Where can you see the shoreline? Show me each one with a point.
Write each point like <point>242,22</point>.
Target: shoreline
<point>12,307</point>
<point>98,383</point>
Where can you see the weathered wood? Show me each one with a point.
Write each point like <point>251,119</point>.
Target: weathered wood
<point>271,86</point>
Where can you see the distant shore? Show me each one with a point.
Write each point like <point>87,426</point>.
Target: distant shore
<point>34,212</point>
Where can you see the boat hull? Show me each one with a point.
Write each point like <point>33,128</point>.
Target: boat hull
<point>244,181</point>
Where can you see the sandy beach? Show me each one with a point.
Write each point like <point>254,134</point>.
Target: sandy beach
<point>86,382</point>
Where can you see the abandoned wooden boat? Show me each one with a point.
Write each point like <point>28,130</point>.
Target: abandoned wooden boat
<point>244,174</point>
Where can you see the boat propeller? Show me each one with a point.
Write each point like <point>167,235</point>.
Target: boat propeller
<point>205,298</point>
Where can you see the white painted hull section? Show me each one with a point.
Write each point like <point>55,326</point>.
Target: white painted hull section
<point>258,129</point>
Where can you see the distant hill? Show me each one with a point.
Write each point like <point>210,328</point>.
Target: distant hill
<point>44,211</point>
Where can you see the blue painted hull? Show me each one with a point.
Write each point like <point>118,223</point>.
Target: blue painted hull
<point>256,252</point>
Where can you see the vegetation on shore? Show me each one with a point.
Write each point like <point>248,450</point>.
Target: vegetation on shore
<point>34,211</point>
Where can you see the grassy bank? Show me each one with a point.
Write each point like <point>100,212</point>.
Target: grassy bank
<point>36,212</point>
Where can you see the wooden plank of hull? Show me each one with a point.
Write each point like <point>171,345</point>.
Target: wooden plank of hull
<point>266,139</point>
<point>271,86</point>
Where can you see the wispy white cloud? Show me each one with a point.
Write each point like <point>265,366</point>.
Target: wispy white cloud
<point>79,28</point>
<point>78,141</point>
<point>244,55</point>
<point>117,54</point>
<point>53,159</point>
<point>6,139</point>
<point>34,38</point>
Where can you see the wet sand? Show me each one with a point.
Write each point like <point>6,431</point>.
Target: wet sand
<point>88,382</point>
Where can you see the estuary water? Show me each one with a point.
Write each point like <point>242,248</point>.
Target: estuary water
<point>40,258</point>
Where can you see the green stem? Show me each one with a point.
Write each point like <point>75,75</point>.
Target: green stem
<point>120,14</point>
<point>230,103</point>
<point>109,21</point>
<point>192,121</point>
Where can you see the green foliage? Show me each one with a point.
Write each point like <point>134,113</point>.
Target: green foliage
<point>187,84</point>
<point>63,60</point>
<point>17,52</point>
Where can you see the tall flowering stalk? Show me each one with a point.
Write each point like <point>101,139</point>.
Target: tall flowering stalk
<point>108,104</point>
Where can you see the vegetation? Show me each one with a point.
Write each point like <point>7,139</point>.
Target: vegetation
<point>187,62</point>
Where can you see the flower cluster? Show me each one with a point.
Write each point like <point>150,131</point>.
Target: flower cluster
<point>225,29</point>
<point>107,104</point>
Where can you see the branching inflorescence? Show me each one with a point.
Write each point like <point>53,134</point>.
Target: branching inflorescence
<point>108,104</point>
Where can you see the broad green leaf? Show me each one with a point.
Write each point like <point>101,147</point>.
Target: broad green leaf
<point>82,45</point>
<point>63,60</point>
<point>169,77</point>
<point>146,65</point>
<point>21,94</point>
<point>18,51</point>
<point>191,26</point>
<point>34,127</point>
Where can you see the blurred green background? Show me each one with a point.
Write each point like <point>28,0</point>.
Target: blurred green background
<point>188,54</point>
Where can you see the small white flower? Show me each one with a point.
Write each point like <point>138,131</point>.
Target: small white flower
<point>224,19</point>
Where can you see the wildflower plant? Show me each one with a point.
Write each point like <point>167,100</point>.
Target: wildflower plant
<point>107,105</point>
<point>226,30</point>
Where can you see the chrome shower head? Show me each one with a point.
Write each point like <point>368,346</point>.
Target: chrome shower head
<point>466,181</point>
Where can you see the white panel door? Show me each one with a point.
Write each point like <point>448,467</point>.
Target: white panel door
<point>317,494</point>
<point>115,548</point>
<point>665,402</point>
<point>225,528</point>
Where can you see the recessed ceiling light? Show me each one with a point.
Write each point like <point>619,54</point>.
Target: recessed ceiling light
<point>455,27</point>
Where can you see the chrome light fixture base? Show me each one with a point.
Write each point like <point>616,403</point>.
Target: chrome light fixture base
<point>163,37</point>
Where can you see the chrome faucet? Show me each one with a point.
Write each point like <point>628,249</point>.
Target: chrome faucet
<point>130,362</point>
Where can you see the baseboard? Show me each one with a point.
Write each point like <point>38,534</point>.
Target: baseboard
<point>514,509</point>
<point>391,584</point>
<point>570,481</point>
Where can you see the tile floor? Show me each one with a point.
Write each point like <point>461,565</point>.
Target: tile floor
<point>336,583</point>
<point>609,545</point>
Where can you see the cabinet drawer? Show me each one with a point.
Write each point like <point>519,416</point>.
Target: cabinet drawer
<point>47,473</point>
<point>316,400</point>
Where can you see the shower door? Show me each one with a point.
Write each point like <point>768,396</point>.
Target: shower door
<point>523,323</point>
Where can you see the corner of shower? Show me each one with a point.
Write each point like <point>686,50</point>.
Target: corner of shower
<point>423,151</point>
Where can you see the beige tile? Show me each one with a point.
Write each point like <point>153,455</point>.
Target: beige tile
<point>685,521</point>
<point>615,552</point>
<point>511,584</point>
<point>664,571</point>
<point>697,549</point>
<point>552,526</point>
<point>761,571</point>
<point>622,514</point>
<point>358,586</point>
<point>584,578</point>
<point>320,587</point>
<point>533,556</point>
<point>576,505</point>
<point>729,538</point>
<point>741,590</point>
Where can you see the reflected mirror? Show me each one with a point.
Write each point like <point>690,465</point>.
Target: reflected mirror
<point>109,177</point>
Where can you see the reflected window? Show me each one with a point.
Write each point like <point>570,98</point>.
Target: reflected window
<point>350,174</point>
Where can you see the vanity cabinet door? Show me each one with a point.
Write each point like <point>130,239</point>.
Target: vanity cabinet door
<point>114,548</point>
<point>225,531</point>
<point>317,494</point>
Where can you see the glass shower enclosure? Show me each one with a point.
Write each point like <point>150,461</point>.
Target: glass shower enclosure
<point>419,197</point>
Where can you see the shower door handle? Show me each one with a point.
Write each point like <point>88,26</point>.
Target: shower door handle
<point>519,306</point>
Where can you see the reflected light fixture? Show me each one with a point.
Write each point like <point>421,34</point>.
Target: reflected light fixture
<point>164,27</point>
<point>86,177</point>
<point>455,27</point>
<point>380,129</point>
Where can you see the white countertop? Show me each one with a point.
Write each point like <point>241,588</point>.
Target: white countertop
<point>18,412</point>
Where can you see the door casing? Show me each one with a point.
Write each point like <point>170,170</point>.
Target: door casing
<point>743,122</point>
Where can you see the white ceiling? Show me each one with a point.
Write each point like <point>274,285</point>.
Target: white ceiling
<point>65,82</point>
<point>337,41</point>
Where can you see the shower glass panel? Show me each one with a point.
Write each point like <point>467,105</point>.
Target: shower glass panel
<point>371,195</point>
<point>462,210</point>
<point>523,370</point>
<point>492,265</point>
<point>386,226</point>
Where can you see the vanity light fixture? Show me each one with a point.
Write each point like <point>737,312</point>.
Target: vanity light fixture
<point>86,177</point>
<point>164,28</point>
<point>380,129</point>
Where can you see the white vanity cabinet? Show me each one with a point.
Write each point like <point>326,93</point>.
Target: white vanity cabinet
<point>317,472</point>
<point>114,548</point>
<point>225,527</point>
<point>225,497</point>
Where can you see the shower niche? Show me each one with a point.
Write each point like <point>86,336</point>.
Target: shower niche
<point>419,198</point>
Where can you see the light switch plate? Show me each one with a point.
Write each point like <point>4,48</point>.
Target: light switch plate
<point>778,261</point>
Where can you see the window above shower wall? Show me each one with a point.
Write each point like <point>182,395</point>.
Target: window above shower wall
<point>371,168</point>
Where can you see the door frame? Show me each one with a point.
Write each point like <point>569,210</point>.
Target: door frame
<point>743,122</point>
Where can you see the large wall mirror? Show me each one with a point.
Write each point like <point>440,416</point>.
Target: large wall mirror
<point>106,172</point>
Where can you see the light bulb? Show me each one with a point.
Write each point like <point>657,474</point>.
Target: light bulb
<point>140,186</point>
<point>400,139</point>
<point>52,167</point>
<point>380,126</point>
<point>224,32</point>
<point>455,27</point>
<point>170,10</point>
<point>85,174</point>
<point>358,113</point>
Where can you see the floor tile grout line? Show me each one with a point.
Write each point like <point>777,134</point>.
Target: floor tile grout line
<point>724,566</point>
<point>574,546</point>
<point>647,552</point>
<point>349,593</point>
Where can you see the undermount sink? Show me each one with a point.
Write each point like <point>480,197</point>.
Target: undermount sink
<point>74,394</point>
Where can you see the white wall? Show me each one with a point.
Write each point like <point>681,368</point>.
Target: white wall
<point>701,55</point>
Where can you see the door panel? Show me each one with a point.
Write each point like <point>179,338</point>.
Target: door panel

_____

**Problem statement:** Copy the records starting at the line that contains "Where can you see the broad" and ending at the line that contains "<point>34,127</point>", and change "broad green leaf" to "large green leaf" in them. Give back only those lines, with everything else kept the same.

**Answer below:**
Where can you see the large green leaf? Show me each one with a point.
Write each point like <point>101,147</point>.
Target: large green leaf
<point>82,45</point>
<point>63,60</point>
<point>169,77</point>
<point>146,65</point>
<point>21,94</point>
<point>18,51</point>
<point>191,26</point>
<point>34,127</point>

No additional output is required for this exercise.